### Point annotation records
- - - -
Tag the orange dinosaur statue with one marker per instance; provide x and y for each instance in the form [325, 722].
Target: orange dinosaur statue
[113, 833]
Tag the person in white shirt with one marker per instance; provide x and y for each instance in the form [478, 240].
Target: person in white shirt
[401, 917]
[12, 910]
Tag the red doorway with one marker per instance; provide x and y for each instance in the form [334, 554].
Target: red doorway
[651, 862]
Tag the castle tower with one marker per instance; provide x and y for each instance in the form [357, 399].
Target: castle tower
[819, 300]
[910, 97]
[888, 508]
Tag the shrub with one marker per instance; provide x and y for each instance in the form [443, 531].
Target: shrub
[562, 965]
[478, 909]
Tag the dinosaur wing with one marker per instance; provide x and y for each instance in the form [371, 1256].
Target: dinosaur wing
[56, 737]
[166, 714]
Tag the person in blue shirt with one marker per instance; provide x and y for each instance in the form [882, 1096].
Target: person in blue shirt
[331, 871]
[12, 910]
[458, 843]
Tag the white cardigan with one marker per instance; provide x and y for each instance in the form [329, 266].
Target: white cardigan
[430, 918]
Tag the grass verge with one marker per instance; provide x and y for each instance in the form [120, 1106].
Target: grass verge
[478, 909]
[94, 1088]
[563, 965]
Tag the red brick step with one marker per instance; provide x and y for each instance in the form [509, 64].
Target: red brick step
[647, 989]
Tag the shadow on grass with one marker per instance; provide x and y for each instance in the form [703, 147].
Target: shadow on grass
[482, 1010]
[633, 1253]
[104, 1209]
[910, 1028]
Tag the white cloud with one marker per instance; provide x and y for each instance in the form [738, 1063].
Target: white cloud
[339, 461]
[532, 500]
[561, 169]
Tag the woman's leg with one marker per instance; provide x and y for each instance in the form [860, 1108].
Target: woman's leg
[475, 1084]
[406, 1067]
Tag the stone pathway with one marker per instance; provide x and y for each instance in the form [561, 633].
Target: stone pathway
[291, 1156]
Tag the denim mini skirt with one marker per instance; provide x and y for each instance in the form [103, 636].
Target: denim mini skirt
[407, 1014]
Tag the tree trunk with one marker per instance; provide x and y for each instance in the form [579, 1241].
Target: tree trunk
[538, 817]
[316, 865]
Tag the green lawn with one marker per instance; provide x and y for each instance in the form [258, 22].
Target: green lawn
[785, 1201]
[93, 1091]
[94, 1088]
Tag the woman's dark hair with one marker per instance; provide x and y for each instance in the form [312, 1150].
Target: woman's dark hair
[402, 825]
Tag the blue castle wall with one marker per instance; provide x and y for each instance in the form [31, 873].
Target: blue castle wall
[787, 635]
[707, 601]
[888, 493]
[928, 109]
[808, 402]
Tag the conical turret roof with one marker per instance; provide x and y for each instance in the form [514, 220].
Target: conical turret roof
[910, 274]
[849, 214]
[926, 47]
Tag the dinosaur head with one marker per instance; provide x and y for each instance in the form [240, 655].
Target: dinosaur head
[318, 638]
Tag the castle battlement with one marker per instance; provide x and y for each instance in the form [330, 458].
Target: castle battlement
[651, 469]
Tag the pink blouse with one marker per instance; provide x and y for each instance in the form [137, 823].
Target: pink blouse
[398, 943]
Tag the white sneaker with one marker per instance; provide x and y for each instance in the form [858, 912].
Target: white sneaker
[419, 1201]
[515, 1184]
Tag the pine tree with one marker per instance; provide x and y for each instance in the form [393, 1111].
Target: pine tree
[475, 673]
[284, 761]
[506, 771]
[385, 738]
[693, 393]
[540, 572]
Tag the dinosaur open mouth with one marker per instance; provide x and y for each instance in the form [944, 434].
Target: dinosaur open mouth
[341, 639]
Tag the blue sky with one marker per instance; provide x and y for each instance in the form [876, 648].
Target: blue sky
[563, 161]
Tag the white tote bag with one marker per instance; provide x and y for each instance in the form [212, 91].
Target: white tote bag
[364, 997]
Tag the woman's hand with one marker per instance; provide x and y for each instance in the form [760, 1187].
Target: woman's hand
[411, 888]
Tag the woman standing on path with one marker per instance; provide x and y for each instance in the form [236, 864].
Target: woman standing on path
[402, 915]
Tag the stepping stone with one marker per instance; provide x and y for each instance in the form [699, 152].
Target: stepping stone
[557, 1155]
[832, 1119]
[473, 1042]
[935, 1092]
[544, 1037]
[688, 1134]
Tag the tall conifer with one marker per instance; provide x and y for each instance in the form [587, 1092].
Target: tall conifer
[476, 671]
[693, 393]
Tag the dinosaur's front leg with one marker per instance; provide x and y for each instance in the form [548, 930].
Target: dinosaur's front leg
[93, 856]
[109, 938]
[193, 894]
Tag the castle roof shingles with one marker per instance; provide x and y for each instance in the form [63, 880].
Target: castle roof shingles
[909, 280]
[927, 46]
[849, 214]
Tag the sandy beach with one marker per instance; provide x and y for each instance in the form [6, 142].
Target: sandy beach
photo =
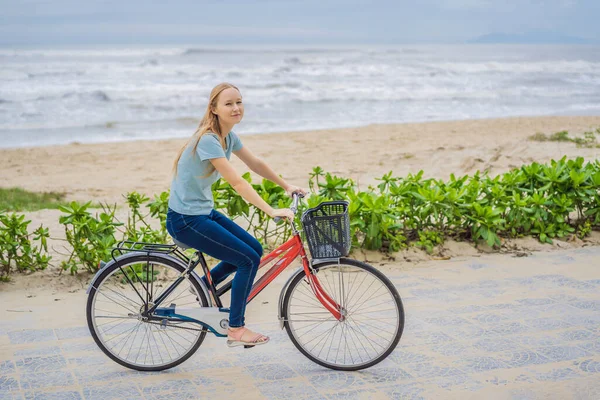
[104, 172]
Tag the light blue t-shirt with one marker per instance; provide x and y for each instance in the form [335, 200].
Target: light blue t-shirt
[190, 189]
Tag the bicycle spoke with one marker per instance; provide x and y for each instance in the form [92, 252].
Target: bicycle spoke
[141, 342]
[368, 330]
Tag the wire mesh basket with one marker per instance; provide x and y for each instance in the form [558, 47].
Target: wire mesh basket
[327, 229]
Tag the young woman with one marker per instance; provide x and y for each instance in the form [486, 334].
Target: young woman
[191, 218]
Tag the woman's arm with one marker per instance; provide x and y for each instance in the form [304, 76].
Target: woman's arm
[246, 190]
[260, 167]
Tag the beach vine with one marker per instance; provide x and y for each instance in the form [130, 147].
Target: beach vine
[559, 199]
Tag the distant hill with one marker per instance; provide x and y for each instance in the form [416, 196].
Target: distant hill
[531, 38]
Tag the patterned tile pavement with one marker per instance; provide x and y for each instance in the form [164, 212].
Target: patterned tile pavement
[524, 329]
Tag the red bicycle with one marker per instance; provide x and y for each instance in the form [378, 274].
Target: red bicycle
[149, 310]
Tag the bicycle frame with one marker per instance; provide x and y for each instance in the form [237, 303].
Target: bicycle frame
[287, 252]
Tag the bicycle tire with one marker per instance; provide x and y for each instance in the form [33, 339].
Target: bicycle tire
[109, 272]
[303, 347]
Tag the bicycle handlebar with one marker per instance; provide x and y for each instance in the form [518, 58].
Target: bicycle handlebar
[294, 207]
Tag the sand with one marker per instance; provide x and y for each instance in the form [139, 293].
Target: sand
[105, 172]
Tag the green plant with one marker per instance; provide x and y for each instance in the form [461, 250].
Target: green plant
[16, 245]
[91, 238]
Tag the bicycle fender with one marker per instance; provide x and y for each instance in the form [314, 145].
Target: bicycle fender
[158, 255]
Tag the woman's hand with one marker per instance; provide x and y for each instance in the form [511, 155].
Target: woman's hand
[282, 213]
[295, 189]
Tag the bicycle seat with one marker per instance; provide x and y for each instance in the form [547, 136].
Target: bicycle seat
[183, 246]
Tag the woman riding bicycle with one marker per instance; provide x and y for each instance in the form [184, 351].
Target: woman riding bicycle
[193, 221]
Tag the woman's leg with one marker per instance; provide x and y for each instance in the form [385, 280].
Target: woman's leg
[241, 234]
[222, 270]
[207, 236]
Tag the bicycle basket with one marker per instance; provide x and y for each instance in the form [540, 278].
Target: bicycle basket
[327, 229]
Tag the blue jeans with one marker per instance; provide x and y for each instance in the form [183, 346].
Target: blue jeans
[221, 238]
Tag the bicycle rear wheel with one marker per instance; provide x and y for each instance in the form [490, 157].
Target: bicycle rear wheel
[116, 304]
[374, 316]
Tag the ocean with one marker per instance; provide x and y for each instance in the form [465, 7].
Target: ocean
[105, 94]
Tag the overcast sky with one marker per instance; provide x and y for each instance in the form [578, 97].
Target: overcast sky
- - - -
Recast the stretch of the records from the line containing "Tag the person in blue" through the line containing "[407, 1014]" as a numbered list, with both of those lines included and blank lines left out.

1. Tag the person in blue shirt with one marker per instance; provide x and y for each instance in the form [882, 1096].
2. Target: person in blue shirt
3. [331, 871]
4. [12, 910]
5. [458, 843]
6. Tag the white cardigan with one marker per instance; provide x and y for each instance in the form [329, 266].
7. Target: white cardigan
8. [430, 918]
9. Tag the grass verge with one marker per instance; provide x and y for each instance in the form [120, 1106].
10. Target: grass verge
11. [478, 909]
12. [94, 1088]
13. [563, 965]
14. Tag the red brick step with one marker per instance; provide x and y for each instance in the form [509, 64].
15. Target: red brick step
16. [647, 989]
17. Tag the shadow on grass with one marker per instance; provide x and y for each instance in the form [703, 147].
18. Target: shadow on grass
19. [482, 1010]
20. [633, 1253]
21. [104, 1209]
22. [910, 1028]
23. Tag the white cloud with one marker per instance; provide x and y for each instance in the form [738, 1063].
24. Target: white cloud
25. [339, 461]
26. [532, 500]
27. [561, 169]
28. Tag the woman's leg with one marker per instance; provide x and y for each instance in the form [860, 1108].
29. Target: woman's leg
30. [475, 1084]
31. [406, 1067]
32. Tag the stone pathway with one marker per instance; provide x and y for each instance in the form [561, 633].
33. Target: stone pathway
34. [291, 1156]
35. Tag the denim mini skirt with one marker per instance; provide x and y for each instance in the form [103, 636].
36. Target: denim mini skirt
37. [407, 1014]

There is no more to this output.